Lines before the one containing "arch in the photo above." are excluded; retype that line and all remaining lines of the material exactly.

# Data for this task:
* * * * * * *

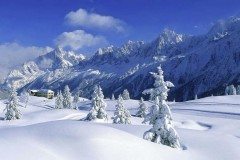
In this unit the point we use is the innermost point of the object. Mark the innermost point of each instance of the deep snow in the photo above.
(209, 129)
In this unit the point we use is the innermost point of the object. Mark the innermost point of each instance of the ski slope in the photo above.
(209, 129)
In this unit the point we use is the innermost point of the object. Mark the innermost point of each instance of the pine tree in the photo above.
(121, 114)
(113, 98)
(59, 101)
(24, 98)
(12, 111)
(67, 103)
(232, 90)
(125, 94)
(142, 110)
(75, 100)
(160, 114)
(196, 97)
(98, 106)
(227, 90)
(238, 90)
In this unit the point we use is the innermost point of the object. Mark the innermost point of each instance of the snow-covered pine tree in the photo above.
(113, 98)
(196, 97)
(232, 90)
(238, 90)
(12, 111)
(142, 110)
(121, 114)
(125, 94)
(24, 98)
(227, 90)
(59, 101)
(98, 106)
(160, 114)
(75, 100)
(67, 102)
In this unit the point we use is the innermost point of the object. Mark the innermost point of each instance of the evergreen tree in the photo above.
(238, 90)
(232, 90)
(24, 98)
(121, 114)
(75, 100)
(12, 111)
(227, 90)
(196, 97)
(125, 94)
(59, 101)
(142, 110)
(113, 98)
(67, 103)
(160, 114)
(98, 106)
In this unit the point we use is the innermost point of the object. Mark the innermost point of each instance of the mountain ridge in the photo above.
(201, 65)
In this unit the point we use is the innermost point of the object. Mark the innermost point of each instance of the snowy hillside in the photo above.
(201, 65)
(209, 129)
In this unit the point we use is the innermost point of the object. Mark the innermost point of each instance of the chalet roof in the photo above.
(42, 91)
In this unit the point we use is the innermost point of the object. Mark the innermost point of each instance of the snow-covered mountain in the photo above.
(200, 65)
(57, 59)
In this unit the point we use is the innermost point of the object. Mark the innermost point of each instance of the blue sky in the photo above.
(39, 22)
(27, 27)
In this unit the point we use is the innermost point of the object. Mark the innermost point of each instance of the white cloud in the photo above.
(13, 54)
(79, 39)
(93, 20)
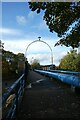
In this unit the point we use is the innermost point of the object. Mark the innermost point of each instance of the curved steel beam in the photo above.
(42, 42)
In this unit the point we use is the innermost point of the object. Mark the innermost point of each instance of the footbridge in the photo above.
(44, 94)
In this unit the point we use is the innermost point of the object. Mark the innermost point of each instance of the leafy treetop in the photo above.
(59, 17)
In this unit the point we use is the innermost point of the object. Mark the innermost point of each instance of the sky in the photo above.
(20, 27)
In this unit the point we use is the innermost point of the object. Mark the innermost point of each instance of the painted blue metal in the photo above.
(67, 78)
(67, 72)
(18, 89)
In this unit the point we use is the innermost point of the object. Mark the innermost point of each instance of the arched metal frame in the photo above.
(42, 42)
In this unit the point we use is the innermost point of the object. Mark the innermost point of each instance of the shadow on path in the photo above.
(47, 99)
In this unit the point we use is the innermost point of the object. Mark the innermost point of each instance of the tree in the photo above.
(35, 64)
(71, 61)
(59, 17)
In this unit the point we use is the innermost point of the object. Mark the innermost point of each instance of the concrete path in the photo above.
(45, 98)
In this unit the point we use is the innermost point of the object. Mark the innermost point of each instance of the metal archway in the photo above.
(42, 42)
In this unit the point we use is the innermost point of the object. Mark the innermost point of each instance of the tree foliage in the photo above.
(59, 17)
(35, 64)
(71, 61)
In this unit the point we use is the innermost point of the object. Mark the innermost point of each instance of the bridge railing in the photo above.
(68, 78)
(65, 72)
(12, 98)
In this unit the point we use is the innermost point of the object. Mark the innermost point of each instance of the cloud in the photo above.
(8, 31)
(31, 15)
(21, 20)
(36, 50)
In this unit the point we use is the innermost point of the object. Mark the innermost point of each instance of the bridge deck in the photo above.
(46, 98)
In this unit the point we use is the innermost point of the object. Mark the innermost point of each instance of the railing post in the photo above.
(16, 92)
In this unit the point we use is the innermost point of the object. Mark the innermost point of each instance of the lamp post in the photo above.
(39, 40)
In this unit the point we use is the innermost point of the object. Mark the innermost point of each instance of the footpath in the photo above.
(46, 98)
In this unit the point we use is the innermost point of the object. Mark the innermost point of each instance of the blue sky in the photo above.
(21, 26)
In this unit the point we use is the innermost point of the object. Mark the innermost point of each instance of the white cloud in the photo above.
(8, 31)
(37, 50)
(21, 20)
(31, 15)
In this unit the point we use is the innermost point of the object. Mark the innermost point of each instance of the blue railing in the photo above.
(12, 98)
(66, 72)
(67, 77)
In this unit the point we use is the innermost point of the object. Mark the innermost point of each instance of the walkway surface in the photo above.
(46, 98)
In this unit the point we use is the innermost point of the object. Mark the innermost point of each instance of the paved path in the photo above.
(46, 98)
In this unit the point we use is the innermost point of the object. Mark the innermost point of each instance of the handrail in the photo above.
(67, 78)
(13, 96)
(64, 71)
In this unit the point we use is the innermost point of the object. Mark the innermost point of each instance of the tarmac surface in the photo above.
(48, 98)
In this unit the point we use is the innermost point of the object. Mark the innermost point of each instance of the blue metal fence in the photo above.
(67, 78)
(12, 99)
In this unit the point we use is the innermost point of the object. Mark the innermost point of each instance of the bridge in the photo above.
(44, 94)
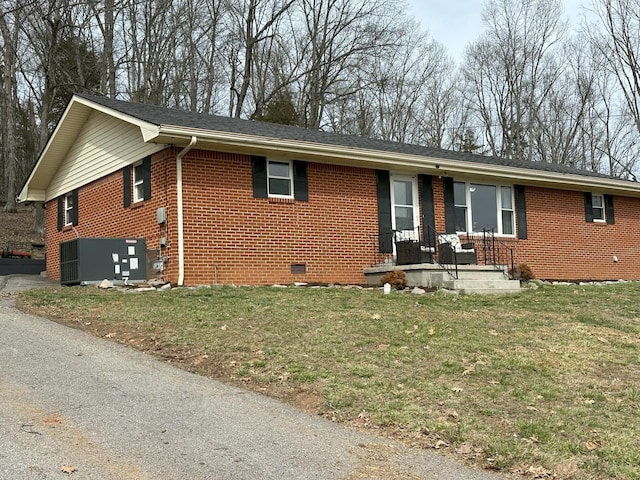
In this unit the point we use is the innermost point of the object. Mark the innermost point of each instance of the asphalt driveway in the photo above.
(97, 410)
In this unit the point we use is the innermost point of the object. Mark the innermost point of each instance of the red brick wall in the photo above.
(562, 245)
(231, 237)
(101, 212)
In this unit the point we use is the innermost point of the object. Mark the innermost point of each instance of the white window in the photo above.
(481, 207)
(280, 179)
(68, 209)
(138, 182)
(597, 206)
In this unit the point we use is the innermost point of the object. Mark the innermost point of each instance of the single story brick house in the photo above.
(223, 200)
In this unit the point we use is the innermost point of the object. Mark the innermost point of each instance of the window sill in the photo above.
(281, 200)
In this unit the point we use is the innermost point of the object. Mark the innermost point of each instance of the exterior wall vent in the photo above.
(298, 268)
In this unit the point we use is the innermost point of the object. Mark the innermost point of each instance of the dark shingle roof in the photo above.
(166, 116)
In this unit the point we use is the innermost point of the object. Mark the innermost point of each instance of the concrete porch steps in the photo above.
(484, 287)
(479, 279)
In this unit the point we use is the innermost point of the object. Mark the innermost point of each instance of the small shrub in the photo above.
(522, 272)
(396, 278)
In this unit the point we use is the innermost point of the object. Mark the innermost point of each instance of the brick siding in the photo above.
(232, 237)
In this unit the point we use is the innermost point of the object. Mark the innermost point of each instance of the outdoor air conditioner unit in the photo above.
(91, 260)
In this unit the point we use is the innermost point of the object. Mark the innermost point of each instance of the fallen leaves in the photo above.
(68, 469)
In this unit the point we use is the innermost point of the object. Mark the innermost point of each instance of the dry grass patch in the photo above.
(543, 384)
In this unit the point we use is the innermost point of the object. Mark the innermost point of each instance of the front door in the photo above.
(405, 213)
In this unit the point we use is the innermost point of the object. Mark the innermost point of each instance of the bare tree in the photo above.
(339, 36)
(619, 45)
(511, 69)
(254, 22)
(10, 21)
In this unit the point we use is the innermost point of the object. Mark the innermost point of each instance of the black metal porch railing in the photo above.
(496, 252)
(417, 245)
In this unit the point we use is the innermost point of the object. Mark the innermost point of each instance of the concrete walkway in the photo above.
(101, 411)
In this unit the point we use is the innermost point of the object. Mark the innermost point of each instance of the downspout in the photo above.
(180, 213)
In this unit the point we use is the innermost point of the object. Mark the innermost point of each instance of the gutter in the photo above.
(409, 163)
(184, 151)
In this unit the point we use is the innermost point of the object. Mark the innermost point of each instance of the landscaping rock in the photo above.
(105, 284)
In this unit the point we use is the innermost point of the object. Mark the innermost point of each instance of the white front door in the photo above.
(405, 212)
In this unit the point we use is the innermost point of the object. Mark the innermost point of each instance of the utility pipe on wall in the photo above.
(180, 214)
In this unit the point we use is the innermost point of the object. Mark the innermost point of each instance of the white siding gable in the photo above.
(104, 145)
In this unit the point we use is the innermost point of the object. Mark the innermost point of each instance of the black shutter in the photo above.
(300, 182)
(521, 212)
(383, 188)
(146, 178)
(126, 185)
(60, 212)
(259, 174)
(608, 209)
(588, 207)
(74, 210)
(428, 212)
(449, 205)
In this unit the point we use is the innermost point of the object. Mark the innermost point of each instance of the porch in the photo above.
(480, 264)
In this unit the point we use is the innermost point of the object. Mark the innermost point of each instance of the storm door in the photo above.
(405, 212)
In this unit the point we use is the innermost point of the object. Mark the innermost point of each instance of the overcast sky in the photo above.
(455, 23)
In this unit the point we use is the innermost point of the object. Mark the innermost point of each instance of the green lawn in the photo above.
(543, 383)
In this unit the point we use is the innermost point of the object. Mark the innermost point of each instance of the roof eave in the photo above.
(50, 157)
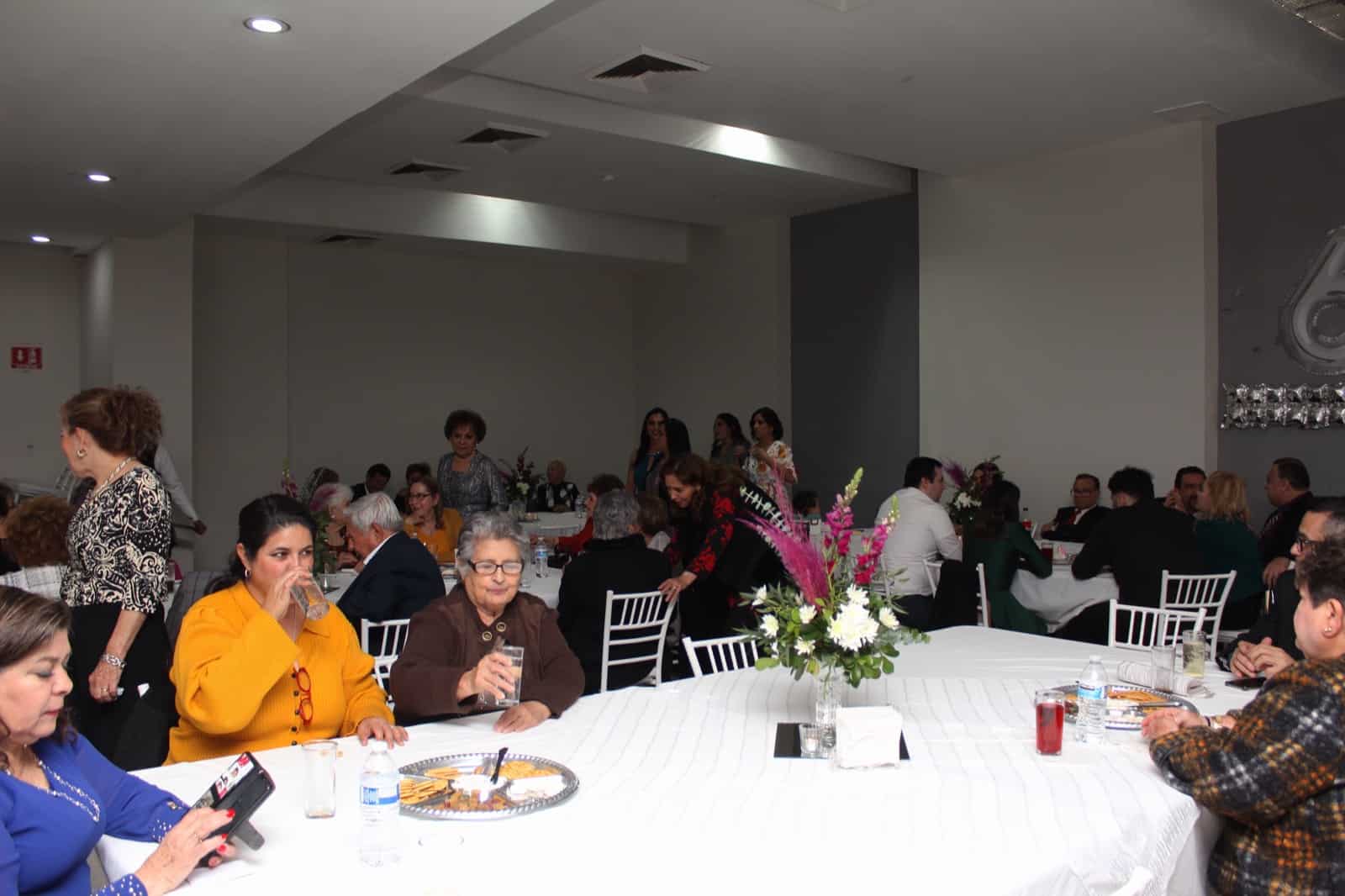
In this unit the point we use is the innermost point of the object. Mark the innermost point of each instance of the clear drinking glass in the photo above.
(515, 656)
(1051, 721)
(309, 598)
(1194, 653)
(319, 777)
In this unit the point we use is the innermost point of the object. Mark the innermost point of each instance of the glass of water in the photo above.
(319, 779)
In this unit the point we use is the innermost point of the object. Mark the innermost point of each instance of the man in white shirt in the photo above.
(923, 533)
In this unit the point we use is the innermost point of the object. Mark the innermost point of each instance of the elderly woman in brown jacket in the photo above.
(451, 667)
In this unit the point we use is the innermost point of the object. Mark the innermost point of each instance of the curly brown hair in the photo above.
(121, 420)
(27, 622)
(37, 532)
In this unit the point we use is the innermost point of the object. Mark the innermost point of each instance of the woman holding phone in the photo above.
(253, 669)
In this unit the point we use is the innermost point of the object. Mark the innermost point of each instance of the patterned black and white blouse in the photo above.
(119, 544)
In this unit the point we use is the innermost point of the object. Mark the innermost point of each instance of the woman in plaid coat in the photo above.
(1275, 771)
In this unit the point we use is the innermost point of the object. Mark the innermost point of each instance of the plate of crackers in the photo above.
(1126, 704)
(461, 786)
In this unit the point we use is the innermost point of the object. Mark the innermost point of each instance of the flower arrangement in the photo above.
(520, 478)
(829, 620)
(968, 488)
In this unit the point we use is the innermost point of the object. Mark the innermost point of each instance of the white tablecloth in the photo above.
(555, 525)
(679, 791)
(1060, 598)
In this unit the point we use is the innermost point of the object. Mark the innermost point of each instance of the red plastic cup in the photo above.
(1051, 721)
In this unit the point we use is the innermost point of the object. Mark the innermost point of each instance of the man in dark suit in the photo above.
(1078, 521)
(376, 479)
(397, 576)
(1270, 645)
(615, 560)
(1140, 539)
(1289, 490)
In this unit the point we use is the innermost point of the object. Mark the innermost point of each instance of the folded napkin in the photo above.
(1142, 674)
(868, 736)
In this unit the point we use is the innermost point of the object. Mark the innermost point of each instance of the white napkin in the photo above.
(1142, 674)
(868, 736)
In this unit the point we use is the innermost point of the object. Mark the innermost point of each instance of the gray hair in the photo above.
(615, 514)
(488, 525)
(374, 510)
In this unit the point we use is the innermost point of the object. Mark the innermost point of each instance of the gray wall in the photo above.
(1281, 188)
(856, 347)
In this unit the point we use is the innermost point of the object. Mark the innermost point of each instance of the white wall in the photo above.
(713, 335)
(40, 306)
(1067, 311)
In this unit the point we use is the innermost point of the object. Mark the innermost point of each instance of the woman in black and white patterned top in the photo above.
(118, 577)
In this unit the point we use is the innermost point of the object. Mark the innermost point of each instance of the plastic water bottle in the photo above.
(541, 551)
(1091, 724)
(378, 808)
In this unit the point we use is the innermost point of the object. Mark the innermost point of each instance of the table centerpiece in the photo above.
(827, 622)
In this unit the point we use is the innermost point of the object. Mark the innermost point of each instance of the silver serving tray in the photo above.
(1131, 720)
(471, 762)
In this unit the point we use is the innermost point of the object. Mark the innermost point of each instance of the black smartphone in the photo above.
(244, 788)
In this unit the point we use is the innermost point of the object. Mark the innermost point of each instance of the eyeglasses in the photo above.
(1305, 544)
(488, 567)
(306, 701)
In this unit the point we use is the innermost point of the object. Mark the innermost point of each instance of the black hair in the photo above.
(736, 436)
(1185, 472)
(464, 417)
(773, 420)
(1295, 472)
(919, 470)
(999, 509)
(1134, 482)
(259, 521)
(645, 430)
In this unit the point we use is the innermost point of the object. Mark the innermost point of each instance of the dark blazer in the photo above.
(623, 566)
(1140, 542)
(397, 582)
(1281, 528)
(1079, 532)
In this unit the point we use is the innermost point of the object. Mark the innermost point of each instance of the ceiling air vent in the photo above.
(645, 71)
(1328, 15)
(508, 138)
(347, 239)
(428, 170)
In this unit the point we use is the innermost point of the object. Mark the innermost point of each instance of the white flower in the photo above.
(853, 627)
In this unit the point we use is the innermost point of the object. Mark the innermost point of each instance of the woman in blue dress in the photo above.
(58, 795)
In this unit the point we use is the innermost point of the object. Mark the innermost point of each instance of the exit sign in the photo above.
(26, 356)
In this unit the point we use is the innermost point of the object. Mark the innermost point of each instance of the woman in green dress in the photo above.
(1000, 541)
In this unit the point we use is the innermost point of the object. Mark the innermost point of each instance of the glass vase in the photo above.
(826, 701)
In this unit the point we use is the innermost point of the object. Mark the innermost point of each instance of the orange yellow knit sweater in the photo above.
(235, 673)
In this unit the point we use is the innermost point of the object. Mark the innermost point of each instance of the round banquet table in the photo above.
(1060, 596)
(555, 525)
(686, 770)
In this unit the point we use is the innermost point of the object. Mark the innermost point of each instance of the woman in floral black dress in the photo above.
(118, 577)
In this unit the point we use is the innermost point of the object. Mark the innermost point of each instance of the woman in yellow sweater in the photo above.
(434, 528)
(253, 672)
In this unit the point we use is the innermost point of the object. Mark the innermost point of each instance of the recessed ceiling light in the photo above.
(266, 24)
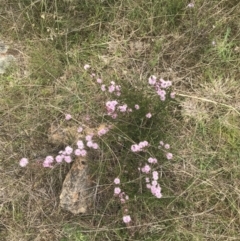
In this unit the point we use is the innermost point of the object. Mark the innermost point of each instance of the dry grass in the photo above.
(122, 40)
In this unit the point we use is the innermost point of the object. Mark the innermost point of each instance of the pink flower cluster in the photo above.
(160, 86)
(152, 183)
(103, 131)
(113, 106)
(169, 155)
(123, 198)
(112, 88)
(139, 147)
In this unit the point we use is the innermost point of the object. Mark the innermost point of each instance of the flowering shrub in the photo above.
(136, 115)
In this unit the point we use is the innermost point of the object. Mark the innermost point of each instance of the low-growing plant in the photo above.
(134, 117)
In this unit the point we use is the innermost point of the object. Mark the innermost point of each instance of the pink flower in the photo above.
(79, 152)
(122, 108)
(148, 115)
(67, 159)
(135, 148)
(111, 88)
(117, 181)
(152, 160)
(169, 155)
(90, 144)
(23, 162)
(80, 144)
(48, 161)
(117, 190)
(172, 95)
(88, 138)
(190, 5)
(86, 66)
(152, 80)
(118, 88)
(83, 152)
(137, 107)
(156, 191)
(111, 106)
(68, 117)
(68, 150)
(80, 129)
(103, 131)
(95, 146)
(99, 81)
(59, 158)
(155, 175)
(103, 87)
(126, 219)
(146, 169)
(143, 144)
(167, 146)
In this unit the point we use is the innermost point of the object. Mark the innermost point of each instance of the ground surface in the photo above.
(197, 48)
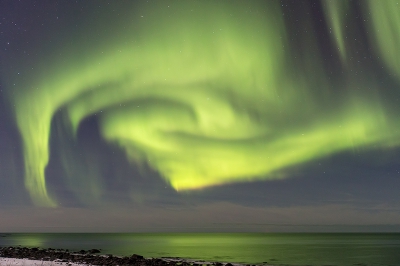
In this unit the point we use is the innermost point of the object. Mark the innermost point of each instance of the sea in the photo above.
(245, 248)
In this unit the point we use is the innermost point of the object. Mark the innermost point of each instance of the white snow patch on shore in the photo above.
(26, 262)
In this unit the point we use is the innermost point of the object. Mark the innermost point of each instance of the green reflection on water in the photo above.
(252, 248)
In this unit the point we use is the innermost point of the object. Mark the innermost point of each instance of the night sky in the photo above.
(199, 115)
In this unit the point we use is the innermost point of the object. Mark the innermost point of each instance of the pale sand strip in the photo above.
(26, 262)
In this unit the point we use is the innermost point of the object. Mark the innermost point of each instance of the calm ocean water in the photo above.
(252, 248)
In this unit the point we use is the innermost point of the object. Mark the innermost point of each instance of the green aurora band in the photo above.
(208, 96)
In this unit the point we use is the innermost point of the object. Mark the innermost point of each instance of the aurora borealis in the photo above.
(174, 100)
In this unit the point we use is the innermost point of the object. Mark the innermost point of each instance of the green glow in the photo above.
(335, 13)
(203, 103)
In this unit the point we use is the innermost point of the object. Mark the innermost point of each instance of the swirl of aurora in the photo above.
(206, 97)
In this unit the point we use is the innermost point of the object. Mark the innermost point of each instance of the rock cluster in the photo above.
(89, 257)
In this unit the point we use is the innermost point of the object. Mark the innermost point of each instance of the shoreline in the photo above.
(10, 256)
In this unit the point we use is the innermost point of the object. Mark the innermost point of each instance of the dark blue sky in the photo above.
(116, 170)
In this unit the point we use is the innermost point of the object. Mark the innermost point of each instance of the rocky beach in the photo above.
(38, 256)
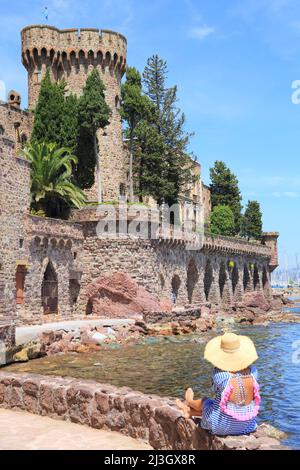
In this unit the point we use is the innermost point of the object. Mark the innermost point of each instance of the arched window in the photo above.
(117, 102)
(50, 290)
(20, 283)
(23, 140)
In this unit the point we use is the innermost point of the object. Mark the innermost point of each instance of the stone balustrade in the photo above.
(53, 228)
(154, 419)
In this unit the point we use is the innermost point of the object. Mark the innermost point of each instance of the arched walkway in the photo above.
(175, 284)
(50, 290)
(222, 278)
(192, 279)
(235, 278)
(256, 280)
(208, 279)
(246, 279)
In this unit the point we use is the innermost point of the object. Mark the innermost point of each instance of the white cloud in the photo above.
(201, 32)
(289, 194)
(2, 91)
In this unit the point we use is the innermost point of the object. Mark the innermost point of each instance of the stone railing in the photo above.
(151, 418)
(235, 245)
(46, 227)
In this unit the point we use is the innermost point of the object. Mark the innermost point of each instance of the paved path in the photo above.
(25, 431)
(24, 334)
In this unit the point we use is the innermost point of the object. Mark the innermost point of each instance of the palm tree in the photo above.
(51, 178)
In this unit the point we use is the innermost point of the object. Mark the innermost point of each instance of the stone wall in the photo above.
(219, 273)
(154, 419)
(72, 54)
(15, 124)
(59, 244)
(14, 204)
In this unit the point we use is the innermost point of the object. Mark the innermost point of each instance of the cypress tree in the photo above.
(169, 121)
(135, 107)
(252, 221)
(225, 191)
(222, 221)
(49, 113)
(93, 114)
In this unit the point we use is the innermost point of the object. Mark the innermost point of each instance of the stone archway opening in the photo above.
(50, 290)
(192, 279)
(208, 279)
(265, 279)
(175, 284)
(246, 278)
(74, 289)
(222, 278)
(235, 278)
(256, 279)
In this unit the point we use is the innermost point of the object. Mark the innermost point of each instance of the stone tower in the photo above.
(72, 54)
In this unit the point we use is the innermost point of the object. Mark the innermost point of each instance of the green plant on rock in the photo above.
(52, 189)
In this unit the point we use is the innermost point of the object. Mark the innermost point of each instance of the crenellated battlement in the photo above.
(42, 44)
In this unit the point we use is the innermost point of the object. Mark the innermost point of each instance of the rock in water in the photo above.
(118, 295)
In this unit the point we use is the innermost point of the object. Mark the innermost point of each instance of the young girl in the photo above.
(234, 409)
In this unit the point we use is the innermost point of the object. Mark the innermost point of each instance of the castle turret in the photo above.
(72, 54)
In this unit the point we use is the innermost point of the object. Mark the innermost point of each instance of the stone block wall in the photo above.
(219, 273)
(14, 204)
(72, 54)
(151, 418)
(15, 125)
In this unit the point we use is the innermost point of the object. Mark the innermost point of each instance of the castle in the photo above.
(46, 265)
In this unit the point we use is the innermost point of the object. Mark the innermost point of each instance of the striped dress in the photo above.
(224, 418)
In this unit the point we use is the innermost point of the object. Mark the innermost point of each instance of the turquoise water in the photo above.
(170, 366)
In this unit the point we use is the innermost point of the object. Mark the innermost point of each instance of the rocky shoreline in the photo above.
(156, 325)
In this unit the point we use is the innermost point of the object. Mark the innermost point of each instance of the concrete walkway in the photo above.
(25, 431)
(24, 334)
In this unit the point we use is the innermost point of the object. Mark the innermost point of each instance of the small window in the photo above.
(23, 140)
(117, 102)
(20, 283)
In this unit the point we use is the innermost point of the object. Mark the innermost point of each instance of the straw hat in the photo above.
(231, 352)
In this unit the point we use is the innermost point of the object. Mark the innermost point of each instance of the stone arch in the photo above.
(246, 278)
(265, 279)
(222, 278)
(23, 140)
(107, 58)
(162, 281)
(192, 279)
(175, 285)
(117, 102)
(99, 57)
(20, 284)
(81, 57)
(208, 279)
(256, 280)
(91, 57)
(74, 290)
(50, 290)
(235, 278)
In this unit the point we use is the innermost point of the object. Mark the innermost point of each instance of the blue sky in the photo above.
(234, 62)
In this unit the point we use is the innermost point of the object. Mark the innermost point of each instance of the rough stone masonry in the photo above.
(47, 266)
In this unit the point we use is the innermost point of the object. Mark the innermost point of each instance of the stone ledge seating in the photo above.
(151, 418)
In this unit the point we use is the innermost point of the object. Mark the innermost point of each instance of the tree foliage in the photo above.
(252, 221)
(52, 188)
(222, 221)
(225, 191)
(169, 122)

* * * * * * *

# Output for this task:
In this unit the point we use is the innermost point of the object. Mark the innermost point of each instance of the stone arch in the photo above.
(246, 278)
(265, 279)
(222, 278)
(23, 140)
(107, 58)
(162, 281)
(192, 279)
(175, 285)
(117, 102)
(99, 57)
(20, 284)
(81, 57)
(208, 279)
(256, 280)
(91, 57)
(74, 290)
(50, 290)
(235, 278)
In this unit the point we use is the innermost point of the object. Mark the innermost point of each instance of the blue sky in the photo above.
(234, 62)
In this unit the point we use is the innermost point of the object. Mark the innermost point of each instance of the rough stone masonry in the photo above.
(47, 266)
In this unit the point we use is the innermost point of the object. Mark the innermost point of each instance of the stone ledge seating in the photo above.
(151, 418)
In this unit the point we use is the innermost point of the object. Mark the innermost point of each instance of the tree foliage in the photo above.
(252, 221)
(52, 188)
(222, 221)
(225, 191)
(169, 122)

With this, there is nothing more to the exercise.